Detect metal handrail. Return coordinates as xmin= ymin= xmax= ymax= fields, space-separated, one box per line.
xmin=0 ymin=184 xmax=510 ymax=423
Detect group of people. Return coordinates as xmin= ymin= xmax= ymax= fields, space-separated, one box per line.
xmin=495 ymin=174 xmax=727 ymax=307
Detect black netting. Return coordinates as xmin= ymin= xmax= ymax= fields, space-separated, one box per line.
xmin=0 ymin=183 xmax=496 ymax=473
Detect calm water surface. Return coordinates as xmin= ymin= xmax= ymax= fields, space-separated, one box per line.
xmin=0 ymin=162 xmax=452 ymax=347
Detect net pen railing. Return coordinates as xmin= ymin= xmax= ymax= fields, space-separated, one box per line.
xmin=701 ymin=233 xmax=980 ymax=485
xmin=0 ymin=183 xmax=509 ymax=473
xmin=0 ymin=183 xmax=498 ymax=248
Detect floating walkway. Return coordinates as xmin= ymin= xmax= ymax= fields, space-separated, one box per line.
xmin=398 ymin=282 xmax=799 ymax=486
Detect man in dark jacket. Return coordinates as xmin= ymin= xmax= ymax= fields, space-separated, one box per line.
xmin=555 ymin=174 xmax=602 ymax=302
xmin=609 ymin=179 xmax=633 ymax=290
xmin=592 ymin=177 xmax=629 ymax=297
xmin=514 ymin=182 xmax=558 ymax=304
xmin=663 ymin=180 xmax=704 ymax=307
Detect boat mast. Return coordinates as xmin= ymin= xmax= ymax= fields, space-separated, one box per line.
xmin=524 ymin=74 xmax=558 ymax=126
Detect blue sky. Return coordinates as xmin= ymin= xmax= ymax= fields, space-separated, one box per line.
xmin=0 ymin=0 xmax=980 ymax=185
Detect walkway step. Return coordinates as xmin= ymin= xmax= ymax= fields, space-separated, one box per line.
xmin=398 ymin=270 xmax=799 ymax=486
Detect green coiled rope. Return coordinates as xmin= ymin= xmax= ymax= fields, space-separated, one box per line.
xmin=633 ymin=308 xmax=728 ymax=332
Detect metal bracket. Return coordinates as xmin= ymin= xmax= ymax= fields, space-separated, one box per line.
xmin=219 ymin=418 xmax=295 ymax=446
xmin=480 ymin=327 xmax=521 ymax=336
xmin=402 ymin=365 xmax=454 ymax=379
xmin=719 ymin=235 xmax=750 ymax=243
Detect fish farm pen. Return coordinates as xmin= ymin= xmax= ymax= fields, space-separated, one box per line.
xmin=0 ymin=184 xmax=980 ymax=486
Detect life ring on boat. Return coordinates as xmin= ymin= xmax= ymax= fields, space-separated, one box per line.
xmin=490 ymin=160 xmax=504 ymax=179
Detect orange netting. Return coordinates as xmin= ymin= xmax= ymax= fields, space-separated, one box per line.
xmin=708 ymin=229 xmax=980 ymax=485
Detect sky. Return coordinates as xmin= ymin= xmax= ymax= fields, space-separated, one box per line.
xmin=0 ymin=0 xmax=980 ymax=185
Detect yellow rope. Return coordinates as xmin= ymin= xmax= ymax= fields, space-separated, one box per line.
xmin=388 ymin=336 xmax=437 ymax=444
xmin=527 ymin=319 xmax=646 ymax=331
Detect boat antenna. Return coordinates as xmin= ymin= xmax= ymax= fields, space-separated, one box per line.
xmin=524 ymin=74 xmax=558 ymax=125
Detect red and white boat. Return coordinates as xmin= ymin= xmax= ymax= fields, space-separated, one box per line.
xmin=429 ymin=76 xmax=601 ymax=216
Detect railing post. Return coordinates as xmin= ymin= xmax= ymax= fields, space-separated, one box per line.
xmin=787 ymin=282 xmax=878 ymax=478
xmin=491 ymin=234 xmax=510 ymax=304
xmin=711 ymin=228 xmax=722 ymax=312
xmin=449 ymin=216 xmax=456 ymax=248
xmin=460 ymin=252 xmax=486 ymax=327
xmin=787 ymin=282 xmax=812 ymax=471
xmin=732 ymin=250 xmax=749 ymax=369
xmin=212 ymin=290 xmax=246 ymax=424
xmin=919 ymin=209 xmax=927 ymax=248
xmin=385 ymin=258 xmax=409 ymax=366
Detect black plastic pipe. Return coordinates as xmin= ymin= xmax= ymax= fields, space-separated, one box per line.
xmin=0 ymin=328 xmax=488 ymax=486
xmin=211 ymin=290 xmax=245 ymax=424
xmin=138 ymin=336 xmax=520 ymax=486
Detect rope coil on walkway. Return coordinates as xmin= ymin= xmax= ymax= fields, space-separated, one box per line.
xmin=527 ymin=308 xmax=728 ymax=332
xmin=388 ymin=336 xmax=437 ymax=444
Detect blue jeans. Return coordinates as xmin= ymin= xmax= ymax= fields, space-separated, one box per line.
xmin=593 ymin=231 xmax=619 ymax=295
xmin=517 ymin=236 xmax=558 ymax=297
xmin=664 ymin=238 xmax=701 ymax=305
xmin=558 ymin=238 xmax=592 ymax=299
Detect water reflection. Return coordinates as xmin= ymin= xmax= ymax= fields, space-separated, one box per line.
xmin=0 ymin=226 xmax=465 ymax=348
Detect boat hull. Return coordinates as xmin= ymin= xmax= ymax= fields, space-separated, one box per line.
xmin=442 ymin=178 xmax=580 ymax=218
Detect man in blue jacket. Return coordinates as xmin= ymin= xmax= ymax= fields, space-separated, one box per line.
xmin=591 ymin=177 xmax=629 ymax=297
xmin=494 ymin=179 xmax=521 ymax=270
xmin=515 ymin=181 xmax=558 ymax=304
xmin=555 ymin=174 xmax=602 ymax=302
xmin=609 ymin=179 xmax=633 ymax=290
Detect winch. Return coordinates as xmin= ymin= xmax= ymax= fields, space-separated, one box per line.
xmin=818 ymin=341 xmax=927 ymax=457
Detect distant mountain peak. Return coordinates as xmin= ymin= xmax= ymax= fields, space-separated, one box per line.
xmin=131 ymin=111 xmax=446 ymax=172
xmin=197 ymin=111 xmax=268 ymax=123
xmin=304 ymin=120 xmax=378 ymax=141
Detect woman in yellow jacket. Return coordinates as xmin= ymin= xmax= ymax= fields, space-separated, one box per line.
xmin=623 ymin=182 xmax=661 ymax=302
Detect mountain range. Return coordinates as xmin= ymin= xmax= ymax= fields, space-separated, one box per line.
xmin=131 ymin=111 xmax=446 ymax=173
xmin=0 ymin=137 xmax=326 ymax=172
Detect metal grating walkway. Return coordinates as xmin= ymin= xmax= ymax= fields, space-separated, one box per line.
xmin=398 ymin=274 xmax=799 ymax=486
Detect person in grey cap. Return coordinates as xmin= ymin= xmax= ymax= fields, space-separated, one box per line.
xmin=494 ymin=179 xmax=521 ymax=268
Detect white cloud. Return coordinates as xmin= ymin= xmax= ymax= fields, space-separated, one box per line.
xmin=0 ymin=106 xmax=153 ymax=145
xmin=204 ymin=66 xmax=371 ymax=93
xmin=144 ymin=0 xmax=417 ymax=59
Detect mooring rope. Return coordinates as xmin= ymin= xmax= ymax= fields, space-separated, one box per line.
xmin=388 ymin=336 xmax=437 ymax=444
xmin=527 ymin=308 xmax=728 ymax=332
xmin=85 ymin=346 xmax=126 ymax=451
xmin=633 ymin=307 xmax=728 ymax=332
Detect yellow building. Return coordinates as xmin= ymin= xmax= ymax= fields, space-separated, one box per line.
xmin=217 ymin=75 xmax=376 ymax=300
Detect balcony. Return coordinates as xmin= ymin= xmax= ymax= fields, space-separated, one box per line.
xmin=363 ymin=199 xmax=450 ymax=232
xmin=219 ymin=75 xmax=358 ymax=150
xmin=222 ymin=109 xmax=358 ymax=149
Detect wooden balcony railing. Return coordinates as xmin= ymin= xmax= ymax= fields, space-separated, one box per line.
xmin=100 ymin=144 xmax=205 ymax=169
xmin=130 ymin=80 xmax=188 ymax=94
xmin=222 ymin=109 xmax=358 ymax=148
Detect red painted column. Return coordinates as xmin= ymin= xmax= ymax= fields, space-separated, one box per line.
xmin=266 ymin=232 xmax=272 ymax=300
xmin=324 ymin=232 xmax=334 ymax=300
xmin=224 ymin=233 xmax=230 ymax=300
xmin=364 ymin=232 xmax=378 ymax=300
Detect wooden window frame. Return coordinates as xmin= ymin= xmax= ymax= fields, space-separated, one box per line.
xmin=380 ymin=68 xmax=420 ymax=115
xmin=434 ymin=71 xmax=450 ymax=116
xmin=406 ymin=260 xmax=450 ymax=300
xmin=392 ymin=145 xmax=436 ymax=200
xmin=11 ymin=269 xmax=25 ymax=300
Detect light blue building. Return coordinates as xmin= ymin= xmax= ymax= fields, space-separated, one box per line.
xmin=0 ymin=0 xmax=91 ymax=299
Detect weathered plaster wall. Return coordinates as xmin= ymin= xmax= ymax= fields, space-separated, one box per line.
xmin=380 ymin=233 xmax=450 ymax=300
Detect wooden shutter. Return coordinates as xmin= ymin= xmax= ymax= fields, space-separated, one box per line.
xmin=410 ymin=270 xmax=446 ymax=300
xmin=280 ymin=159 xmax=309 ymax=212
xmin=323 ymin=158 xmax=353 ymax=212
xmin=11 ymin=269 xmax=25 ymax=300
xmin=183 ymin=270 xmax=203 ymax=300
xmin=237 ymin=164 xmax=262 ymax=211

=======

Render everything from the first of the lines above down to the line containing "xmin=398 ymin=282 xmax=799 ymax=486", both included, as a numbered list, omitting any blank lines.

1. Detect metal handrail. Return coordinates as xmin= ymin= xmax= ymax= fields, space-separated, one box per line.
2. xmin=0 ymin=184 xmax=510 ymax=423
3. Detect group of people. Return coordinates as xmin= ymin= xmax= ymax= fields, space-separated, one box per line.
4. xmin=495 ymin=174 xmax=727 ymax=307
5. Detect black netting. Return coordinates as xmin= ymin= xmax= ymax= fields, space-separated, one box per line.
6. xmin=0 ymin=183 xmax=496 ymax=473
7. Detect calm water surface. Return coordinates as xmin= ymin= xmax= ymax= fields, space-separated, one box per line.
8. xmin=0 ymin=162 xmax=452 ymax=347
9. Detect net pen railing. Return coordinates as xmin= ymin= xmax= ymax= fields, space-separated, one box per line.
10. xmin=701 ymin=233 xmax=980 ymax=485
11. xmin=0 ymin=183 xmax=509 ymax=473
12. xmin=0 ymin=183 xmax=498 ymax=248
13. Detect floating walkway. Return coordinates as xmin= ymin= xmax= ymax= fields, space-separated, one box per line.
14. xmin=398 ymin=282 xmax=799 ymax=486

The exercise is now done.